* BEGIN *
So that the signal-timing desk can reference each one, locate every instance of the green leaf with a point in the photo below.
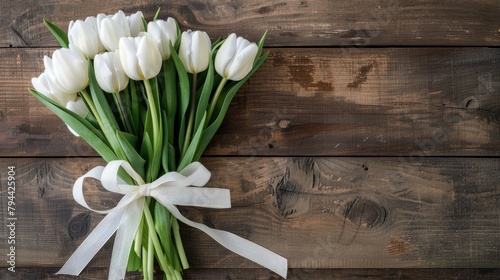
(163, 226)
(170, 98)
(84, 128)
(134, 261)
(128, 143)
(191, 151)
(165, 154)
(220, 111)
(134, 107)
(110, 125)
(157, 14)
(58, 33)
(261, 45)
(206, 92)
(146, 151)
(184, 95)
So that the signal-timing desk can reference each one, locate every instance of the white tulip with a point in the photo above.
(140, 58)
(70, 68)
(194, 51)
(163, 34)
(109, 72)
(235, 58)
(136, 23)
(83, 35)
(111, 28)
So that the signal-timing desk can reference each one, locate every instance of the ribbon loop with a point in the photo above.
(171, 189)
(145, 190)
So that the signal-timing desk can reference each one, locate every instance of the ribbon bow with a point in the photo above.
(171, 189)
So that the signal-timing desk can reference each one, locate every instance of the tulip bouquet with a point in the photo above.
(148, 99)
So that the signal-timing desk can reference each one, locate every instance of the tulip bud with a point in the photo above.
(140, 58)
(136, 23)
(163, 34)
(194, 51)
(83, 35)
(112, 28)
(235, 58)
(109, 72)
(70, 69)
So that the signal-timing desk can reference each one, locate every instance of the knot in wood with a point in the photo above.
(283, 124)
(79, 225)
(365, 213)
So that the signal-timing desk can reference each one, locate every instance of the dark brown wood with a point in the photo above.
(317, 212)
(293, 274)
(290, 23)
(317, 102)
(400, 178)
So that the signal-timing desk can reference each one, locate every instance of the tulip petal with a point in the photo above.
(225, 55)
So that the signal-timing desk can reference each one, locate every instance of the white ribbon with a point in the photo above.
(170, 190)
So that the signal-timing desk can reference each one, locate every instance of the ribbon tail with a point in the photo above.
(92, 244)
(239, 245)
(124, 239)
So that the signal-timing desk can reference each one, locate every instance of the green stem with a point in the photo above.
(156, 243)
(123, 113)
(192, 110)
(214, 100)
(150, 257)
(178, 243)
(145, 263)
(152, 109)
(138, 238)
(90, 103)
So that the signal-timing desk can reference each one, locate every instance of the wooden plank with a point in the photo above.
(361, 212)
(293, 274)
(311, 102)
(291, 23)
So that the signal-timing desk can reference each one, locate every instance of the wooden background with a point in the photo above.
(366, 147)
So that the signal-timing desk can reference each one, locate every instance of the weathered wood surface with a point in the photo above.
(317, 102)
(317, 212)
(291, 23)
(293, 274)
(419, 114)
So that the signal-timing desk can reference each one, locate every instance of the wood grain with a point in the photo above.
(293, 274)
(317, 212)
(311, 102)
(290, 23)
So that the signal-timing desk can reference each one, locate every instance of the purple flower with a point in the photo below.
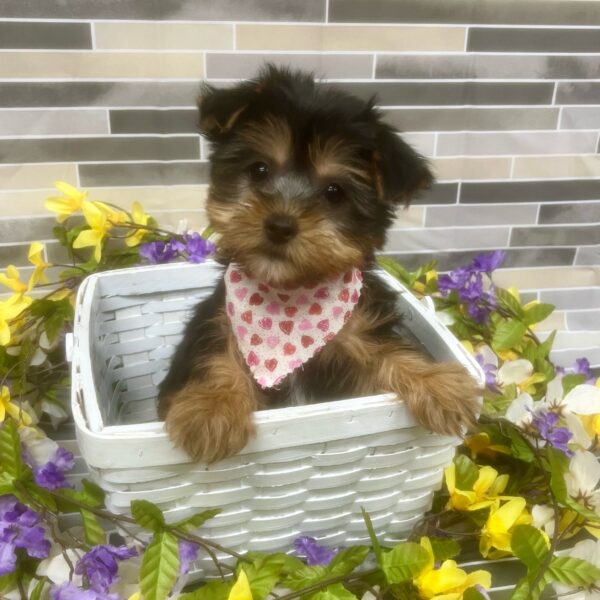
(160, 252)
(52, 475)
(557, 437)
(19, 528)
(486, 263)
(489, 370)
(188, 553)
(197, 247)
(314, 553)
(100, 567)
(69, 591)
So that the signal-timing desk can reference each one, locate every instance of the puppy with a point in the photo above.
(305, 181)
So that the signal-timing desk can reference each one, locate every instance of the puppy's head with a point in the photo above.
(304, 179)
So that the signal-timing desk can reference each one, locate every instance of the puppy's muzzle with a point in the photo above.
(280, 229)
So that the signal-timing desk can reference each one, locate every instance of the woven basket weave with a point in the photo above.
(309, 470)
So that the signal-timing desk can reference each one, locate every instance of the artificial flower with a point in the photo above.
(70, 202)
(447, 582)
(314, 553)
(19, 528)
(588, 550)
(36, 251)
(241, 588)
(497, 531)
(7, 407)
(545, 423)
(486, 489)
(139, 217)
(100, 566)
(12, 280)
(99, 227)
(159, 252)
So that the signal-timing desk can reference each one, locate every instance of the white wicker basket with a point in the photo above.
(309, 470)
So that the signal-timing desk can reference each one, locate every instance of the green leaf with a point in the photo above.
(10, 449)
(519, 447)
(195, 521)
(147, 515)
(508, 301)
(444, 548)
(508, 334)
(472, 594)
(572, 380)
(160, 566)
(215, 590)
(529, 546)
(94, 533)
(374, 541)
(263, 573)
(573, 571)
(333, 592)
(537, 313)
(403, 562)
(36, 594)
(347, 560)
(466, 472)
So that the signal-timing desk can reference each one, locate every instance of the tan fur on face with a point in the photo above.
(318, 251)
(211, 417)
(270, 138)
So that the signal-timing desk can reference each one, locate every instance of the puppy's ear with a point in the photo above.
(400, 171)
(221, 108)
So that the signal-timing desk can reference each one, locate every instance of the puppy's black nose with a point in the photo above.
(281, 228)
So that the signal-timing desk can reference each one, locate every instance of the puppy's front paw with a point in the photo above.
(207, 428)
(449, 400)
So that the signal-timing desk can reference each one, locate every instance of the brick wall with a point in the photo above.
(502, 95)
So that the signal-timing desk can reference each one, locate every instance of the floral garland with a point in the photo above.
(524, 484)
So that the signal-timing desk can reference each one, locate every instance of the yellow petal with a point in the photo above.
(241, 588)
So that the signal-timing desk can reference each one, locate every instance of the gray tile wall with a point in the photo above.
(502, 96)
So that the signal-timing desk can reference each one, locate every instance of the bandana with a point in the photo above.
(278, 330)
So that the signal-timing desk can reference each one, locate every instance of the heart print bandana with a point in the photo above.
(278, 330)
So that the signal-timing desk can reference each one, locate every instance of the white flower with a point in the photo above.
(514, 371)
(520, 411)
(543, 518)
(586, 550)
(582, 479)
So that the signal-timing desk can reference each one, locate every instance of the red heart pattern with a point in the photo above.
(276, 330)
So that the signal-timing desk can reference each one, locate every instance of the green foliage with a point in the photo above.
(10, 450)
(508, 334)
(160, 566)
(529, 546)
(403, 562)
(147, 515)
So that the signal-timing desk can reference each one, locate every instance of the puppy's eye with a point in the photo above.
(259, 171)
(334, 193)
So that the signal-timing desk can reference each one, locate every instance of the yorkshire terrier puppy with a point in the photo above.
(305, 181)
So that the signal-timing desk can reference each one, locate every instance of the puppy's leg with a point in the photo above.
(211, 416)
(443, 397)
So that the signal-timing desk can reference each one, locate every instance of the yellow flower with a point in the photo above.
(68, 203)
(6, 406)
(98, 221)
(11, 279)
(485, 492)
(10, 309)
(139, 217)
(481, 444)
(448, 582)
(241, 588)
(36, 251)
(497, 531)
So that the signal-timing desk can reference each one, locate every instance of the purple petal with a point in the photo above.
(314, 553)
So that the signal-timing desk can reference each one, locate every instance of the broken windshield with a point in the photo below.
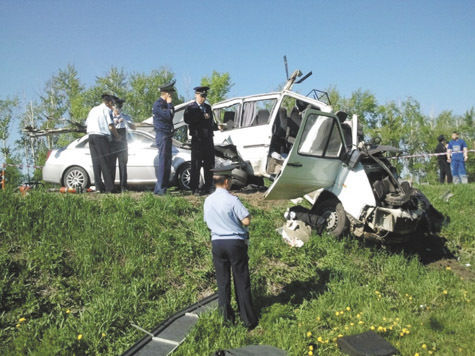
(320, 137)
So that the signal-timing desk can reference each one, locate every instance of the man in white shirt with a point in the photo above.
(99, 128)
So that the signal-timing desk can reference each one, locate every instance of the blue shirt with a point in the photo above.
(457, 147)
(163, 113)
(223, 213)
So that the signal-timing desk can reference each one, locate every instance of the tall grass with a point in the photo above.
(79, 270)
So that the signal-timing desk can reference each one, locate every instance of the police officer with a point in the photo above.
(444, 166)
(199, 117)
(228, 219)
(163, 112)
(99, 128)
(119, 149)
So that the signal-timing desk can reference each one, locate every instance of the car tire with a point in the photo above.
(336, 221)
(184, 176)
(239, 177)
(76, 177)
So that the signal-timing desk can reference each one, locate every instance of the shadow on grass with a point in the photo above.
(297, 291)
(427, 248)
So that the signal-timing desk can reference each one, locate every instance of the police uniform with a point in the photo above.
(457, 147)
(223, 213)
(201, 127)
(119, 149)
(444, 166)
(97, 122)
(163, 113)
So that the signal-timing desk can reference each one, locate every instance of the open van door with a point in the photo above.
(314, 160)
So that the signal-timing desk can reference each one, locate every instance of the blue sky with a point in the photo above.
(395, 49)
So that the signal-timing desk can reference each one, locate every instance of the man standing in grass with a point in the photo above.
(457, 154)
(228, 219)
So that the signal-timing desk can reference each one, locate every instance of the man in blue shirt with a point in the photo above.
(457, 154)
(228, 220)
(163, 112)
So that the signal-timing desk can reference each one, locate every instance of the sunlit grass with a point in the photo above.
(76, 271)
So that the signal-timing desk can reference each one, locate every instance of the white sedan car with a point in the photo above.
(71, 166)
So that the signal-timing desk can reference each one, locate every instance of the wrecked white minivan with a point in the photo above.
(309, 151)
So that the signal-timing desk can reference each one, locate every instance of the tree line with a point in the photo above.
(65, 101)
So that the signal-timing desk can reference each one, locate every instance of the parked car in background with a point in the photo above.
(71, 166)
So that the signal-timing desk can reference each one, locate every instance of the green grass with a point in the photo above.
(71, 265)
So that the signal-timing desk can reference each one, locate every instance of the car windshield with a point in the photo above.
(320, 137)
(139, 139)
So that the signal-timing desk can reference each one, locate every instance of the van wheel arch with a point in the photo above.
(330, 207)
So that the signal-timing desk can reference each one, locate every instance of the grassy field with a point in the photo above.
(76, 271)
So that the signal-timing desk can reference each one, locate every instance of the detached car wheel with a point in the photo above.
(239, 177)
(336, 221)
(184, 176)
(76, 177)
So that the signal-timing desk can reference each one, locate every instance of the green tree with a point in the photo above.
(144, 91)
(220, 85)
(7, 111)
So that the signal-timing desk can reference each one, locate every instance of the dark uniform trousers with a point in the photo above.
(119, 152)
(202, 155)
(99, 147)
(227, 255)
(163, 161)
(445, 171)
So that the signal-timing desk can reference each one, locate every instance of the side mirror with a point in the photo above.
(341, 115)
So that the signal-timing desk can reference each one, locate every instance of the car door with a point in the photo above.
(314, 160)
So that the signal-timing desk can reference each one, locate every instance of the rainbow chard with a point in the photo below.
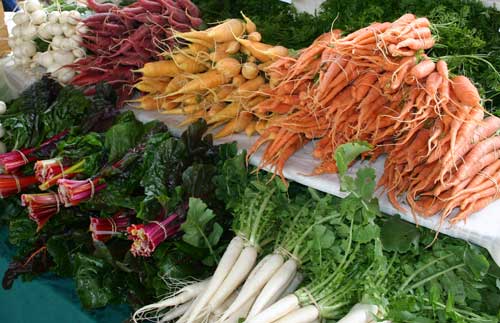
(146, 237)
(74, 192)
(12, 161)
(12, 184)
(48, 172)
(41, 207)
(104, 229)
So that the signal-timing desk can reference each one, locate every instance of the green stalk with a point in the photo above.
(418, 271)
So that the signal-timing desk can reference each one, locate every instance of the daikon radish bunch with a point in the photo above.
(255, 225)
(48, 38)
(3, 109)
(219, 76)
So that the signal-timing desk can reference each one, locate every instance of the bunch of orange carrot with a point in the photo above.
(377, 85)
(218, 76)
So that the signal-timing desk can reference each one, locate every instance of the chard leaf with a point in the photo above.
(398, 235)
(347, 153)
(197, 230)
(91, 284)
(476, 262)
(122, 136)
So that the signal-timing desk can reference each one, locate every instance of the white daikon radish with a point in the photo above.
(3, 148)
(29, 32)
(32, 6)
(54, 17)
(68, 30)
(21, 18)
(38, 17)
(73, 17)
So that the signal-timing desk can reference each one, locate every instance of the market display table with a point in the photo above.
(48, 299)
(482, 228)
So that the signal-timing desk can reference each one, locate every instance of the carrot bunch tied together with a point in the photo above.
(120, 40)
(220, 75)
(378, 85)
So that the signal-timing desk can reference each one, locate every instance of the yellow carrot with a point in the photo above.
(238, 124)
(229, 112)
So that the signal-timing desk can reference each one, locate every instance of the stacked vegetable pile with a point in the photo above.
(48, 37)
(122, 39)
(377, 85)
(132, 184)
(299, 256)
(218, 77)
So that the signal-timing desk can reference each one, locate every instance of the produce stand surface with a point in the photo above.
(482, 228)
(48, 299)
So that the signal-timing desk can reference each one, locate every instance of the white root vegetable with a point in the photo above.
(21, 18)
(81, 28)
(17, 31)
(28, 49)
(63, 57)
(29, 32)
(74, 17)
(176, 312)
(78, 52)
(184, 295)
(38, 17)
(54, 17)
(302, 315)
(274, 287)
(360, 313)
(227, 262)
(3, 148)
(65, 75)
(12, 42)
(63, 18)
(277, 310)
(55, 29)
(259, 276)
(68, 30)
(238, 274)
(57, 42)
(294, 284)
(45, 59)
(43, 31)
(219, 311)
(32, 6)
(3, 107)
(242, 312)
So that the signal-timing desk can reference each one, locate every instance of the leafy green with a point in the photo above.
(199, 229)
(125, 134)
(463, 27)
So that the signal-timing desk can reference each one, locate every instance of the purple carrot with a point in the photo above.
(101, 7)
(191, 8)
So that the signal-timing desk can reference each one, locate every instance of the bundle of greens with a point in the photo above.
(45, 109)
(468, 31)
(330, 258)
(142, 193)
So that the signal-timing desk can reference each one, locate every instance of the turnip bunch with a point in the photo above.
(48, 38)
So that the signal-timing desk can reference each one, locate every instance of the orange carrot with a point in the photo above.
(465, 91)
(423, 69)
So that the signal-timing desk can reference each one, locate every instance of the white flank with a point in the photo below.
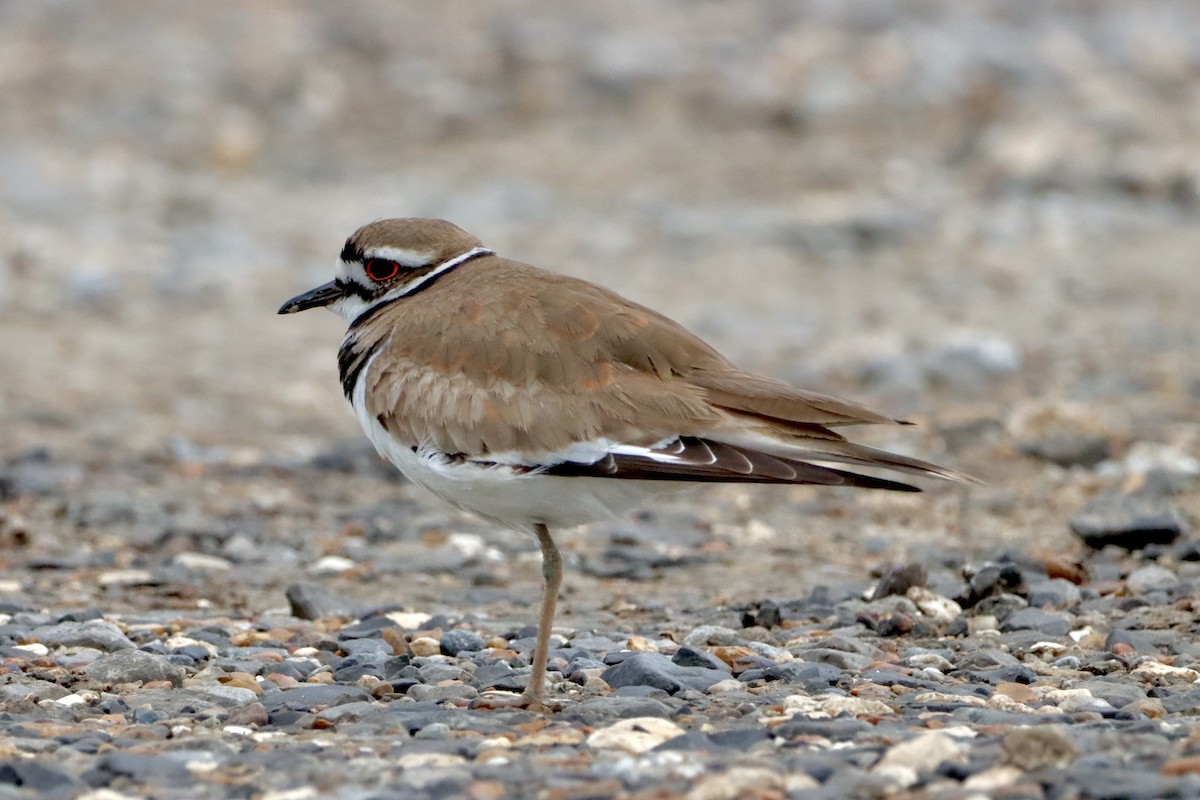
(508, 492)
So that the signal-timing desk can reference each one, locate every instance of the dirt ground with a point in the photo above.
(982, 217)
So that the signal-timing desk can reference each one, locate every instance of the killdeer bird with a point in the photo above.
(543, 402)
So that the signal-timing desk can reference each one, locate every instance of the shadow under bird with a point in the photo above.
(540, 402)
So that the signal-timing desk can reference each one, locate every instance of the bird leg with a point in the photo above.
(552, 578)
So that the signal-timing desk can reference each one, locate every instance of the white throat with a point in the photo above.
(352, 306)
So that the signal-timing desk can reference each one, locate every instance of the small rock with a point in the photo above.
(659, 672)
(459, 641)
(922, 755)
(899, 578)
(745, 781)
(635, 735)
(1127, 521)
(603, 710)
(934, 606)
(95, 633)
(1151, 578)
(1038, 747)
(1069, 450)
(306, 697)
(1036, 619)
(991, 579)
(133, 666)
(694, 657)
(250, 714)
(707, 635)
(313, 601)
(425, 645)
(40, 777)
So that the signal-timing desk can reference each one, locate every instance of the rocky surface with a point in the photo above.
(981, 217)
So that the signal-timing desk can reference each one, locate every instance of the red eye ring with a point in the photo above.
(381, 269)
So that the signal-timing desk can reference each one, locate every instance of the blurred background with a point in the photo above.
(982, 216)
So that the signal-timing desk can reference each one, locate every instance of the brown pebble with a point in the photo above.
(1019, 692)
(1146, 705)
(1185, 765)
(737, 656)
(249, 714)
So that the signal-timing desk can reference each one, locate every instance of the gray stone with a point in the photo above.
(1035, 619)
(899, 578)
(95, 633)
(1069, 450)
(605, 710)
(1055, 593)
(133, 666)
(714, 635)
(304, 698)
(1127, 521)
(251, 714)
(315, 601)
(1151, 578)
(459, 641)
(659, 672)
(40, 777)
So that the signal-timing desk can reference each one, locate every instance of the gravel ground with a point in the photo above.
(978, 216)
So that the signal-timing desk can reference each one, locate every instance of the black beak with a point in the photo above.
(322, 295)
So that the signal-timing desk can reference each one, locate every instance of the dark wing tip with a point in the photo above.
(715, 462)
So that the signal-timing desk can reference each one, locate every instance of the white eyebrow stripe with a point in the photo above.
(413, 286)
(405, 256)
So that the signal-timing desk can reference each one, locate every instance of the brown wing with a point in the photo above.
(689, 458)
(479, 365)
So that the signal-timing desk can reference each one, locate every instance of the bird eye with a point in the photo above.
(381, 269)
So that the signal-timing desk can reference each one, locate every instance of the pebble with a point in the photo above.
(634, 735)
(1151, 578)
(657, 671)
(95, 633)
(133, 666)
(315, 601)
(1127, 521)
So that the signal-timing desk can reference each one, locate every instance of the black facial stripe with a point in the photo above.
(421, 287)
(355, 288)
(351, 364)
(351, 252)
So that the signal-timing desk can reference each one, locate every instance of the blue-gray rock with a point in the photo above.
(899, 578)
(141, 768)
(133, 666)
(1056, 594)
(95, 633)
(41, 777)
(304, 698)
(691, 657)
(1035, 619)
(315, 601)
(605, 710)
(456, 641)
(1127, 521)
(839, 659)
(1147, 641)
(1151, 578)
(655, 669)
(1069, 449)
(250, 714)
* END *
**PROBLEM STATEMENT**
Copy each line exactly, from the line containing "of the pebble" down to the last line of the material, and no other lines.

**SOLUTION TO THE PROBLEM**
So that the signal-timing desk can reference each one, locate every instance of the pebble with a point in the photo above.
(634, 735)
(1151, 578)
(657, 671)
(95, 633)
(133, 666)
(315, 601)
(1127, 521)
So that the signal-timing desk can reference each one, locate every instance of the black facial stripe with a point in the photo above.
(421, 287)
(355, 288)
(351, 364)
(351, 252)
So that the signal-timing desk can reference each one, locate every instance of the blue-gray rock with a point in the photo above.
(899, 578)
(141, 768)
(133, 666)
(1056, 594)
(95, 633)
(41, 777)
(304, 698)
(691, 657)
(1035, 619)
(315, 601)
(605, 710)
(456, 641)
(1127, 521)
(839, 659)
(1147, 641)
(1151, 578)
(655, 669)
(1069, 449)
(250, 714)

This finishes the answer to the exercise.